Brief
In the entries below, the line with "From the image above, detect the deep" marks the start. Return it and every following line exactly, ending with the last.

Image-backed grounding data
******************************

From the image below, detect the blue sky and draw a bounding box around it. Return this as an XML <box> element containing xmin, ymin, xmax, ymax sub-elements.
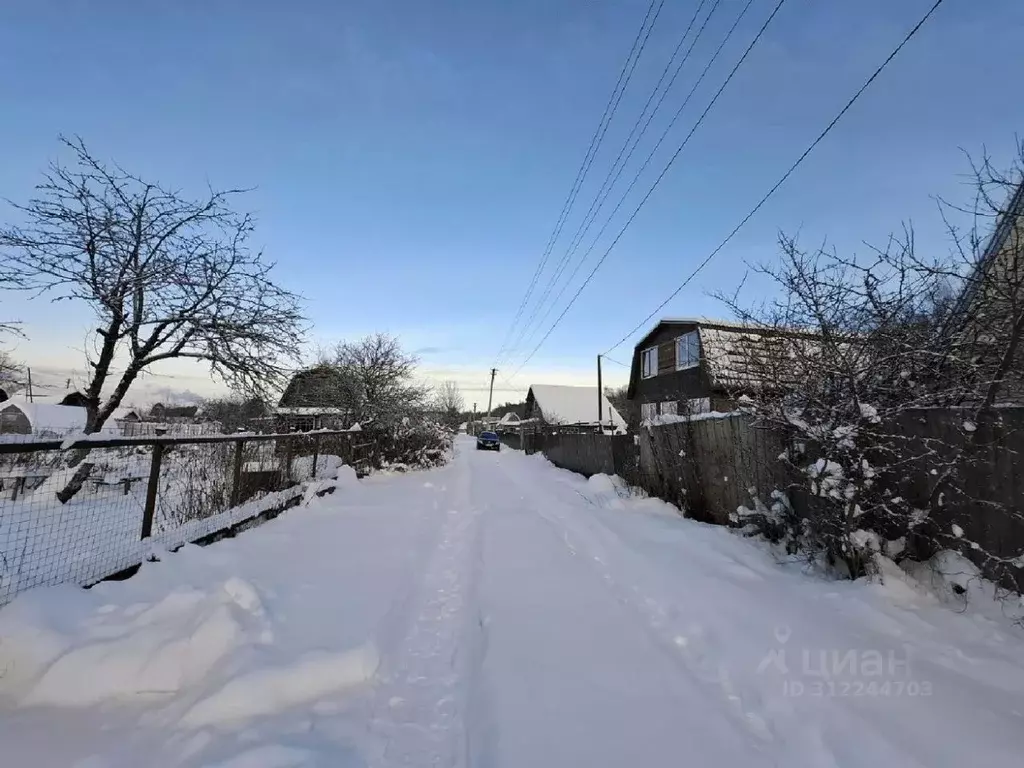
<box><xmin>2</xmin><ymin>0</ymin><xmax>1023</xmax><ymax>405</ymax></box>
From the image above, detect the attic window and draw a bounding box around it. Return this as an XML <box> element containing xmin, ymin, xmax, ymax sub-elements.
<box><xmin>675</xmin><ymin>331</ymin><xmax>700</xmax><ymax>370</ymax></box>
<box><xmin>641</xmin><ymin>347</ymin><xmax>657</xmax><ymax>378</ymax></box>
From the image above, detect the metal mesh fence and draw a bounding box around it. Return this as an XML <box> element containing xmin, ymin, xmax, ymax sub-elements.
<box><xmin>0</xmin><ymin>442</ymin><xmax>150</xmax><ymax>604</ymax></box>
<box><xmin>0</xmin><ymin>430</ymin><xmax>355</xmax><ymax>606</ymax></box>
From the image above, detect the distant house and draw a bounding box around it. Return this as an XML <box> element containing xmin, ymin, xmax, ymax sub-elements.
<box><xmin>112</xmin><ymin>407</ymin><xmax>142</xmax><ymax>423</ymax></box>
<box><xmin>0</xmin><ymin>402</ymin><xmax>88</xmax><ymax>436</ymax></box>
<box><xmin>625</xmin><ymin>318</ymin><xmax>820</xmax><ymax>425</ymax></box>
<box><xmin>276</xmin><ymin>365</ymin><xmax>355</xmax><ymax>432</ymax></box>
<box><xmin>524</xmin><ymin>384</ymin><xmax>626</xmax><ymax>431</ymax></box>
<box><xmin>498</xmin><ymin>411</ymin><xmax>521</xmax><ymax>427</ymax></box>
<box><xmin>59</xmin><ymin>391</ymin><xmax>91</xmax><ymax>408</ymax></box>
<box><xmin>149</xmin><ymin>403</ymin><xmax>199</xmax><ymax>421</ymax></box>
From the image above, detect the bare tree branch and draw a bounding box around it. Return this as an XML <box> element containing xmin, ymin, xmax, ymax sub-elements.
<box><xmin>0</xmin><ymin>137</ymin><xmax>307</xmax><ymax>501</ymax></box>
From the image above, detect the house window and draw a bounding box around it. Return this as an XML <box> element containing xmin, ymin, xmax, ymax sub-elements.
<box><xmin>675</xmin><ymin>331</ymin><xmax>701</xmax><ymax>370</ymax></box>
<box><xmin>640</xmin><ymin>402</ymin><xmax>657</xmax><ymax>421</ymax></box>
<box><xmin>685</xmin><ymin>397</ymin><xmax>710</xmax><ymax>414</ymax></box>
<box><xmin>660</xmin><ymin>401</ymin><xmax>678</xmax><ymax>416</ymax></box>
<box><xmin>641</xmin><ymin>347</ymin><xmax>658</xmax><ymax>378</ymax></box>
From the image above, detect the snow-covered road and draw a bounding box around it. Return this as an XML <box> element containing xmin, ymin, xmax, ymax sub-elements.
<box><xmin>2</xmin><ymin>436</ymin><xmax>1024</xmax><ymax>767</ymax></box>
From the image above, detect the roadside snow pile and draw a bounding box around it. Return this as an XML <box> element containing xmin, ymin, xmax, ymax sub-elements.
<box><xmin>0</xmin><ymin>578</ymin><xmax>257</xmax><ymax>706</ymax></box>
<box><xmin>181</xmin><ymin>645</ymin><xmax>379</xmax><ymax>727</ymax></box>
<box><xmin>291</xmin><ymin>453</ymin><xmax>344</xmax><ymax>482</ymax></box>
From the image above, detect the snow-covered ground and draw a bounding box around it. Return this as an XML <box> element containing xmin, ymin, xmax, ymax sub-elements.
<box><xmin>1</xmin><ymin>436</ymin><xmax>1023</xmax><ymax>767</ymax></box>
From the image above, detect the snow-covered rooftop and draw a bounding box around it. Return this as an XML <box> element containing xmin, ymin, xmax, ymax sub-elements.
<box><xmin>527</xmin><ymin>385</ymin><xmax>626</xmax><ymax>428</ymax></box>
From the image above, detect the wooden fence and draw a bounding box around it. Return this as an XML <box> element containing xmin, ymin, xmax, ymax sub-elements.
<box><xmin>524</xmin><ymin>408</ymin><xmax>1024</xmax><ymax>591</ymax></box>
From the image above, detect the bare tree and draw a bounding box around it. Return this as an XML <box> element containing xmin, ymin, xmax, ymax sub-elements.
<box><xmin>434</xmin><ymin>380</ymin><xmax>464</xmax><ymax>426</ymax></box>
<box><xmin>0</xmin><ymin>137</ymin><xmax>305</xmax><ymax>501</ymax></box>
<box><xmin>314</xmin><ymin>333</ymin><xmax>429</xmax><ymax>426</ymax></box>
<box><xmin>0</xmin><ymin>349</ymin><xmax>23</xmax><ymax>395</ymax></box>
<box><xmin>605</xmin><ymin>385</ymin><xmax>629</xmax><ymax>425</ymax></box>
<box><xmin>200</xmin><ymin>395</ymin><xmax>270</xmax><ymax>433</ymax></box>
<box><xmin>723</xmin><ymin>146</ymin><xmax>1024</xmax><ymax>582</ymax></box>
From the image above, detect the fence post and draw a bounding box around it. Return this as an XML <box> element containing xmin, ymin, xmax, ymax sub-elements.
<box><xmin>231</xmin><ymin>439</ymin><xmax>245</xmax><ymax>507</ymax></box>
<box><xmin>141</xmin><ymin>443</ymin><xmax>165</xmax><ymax>540</ymax></box>
<box><xmin>311</xmin><ymin>433</ymin><xmax>321</xmax><ymax>479</ymax></box>
<box><xmin>284</xmin><ymin>435</ymin><xmax>294</xmax><ymax>484</ymax></box>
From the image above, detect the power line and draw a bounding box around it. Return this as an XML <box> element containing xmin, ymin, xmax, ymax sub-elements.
<box><xmin>510</xmin><ymin>0</ymin><xmax>789</xmax><ymax>378</ymax></box>
<box><xmin>602</xmin><ymin>355</ymin><xmax>631</xmax><ymax>367</ymax></box>
<box><xmin>493</xmin><ymin>0</ymin><xmax>665</xmax><ymax>366</ymax></box>
<box><xmin>510</xmin><ymin>0</ymin><xmax>757</xmax><ymax>360</ymax></box>
<box><xmin>506</xmin><ymin>0</ymin><xmax>720</xmax><ymax>358</ymax></box>
<box><xmin>603</xmin><ymin>0</ymin><xmax>948</xmax><ymax>355</ymax></box>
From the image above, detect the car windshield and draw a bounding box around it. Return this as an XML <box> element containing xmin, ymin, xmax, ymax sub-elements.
<box><xmin>480</xmin><ymin>432</ymin><xmax>498</xmax><ymax>439</ymax></box>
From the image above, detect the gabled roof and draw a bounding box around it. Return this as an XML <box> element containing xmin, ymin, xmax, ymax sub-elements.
<box><xmin>632</xmin><ymin>317</ymin><xmax>758</xmax><ymax>352</ymax></box>
<box><xmin>527</xmin><ymin>384</ymin><xmax>626</xmax><ymax>428</ymax></box>
<box><xmin>627</xmin><ymin>318</ymin><xmax>822</xmax><ymax>397</ymax></box>
<box><xmin>952</xmin><ymin>178</ymin><xmax>1024</xmax><ymax>323</ymax></box>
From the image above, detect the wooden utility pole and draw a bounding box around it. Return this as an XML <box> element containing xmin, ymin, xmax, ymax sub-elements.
<box><xmin>26</xmin><ymin>367</ymin><xmax>34</xmax><ymax>403</ymax></box>
<box><xmin>486</xmin><ymin>368</ymin><xmax>497</xmax><ymax>416</ymax></box>
<box><xmin>597</xmin><ymin>354</ymin><xmax>603</xmax><ymax>427</ymax></box>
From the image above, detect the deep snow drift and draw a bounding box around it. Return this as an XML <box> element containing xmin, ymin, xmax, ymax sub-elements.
<box><xmin>1</xmin><ymin>437</ymin><xmax>1023</xmax><ymax>767</ymax></box>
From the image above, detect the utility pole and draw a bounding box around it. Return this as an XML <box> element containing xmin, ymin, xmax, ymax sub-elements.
<box><xmin>597</xmin><ymin>354</ymin><xmax>603</xmax><ymax>427</ymax></box>
<box><xmin>486</xmin><ymin>368</ymin><xmax>497</xmax><ymax>416</ymax></box>
<box><xmin>26</xmin><ymin>367</ymin><xmax>34</xmax><ymax>403</ymax></box>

******************************

Exercise solution
From the image above, detect the deep snow drift and draw a bounding box around it. Return this as an XML <box> element containing xmin, ymin, xmax, ymax sub-elements.
<box><xmin>1</xmin><ymin>437</ymin><xmax>1023</xmax><ymax>767</ymax></box>
From the image above, detect the utility pole and draw a bounding box around it. Return this as an XML <box> element containing xmin, ymin, xmax, ymax sub-elements.
<box><xmin>597</xmin><ymin>354</ymin><xmax>603</xmax><ymax>427</ymax></box>
<box><xmin>486</xmin><ymin>368</ymin><xmax>497</xmax><ymax>416</ymax></box>
<box><xmin>26</xmin><ymin>367</ymin><xmax>34</xmax><ymax>403</ymax></box>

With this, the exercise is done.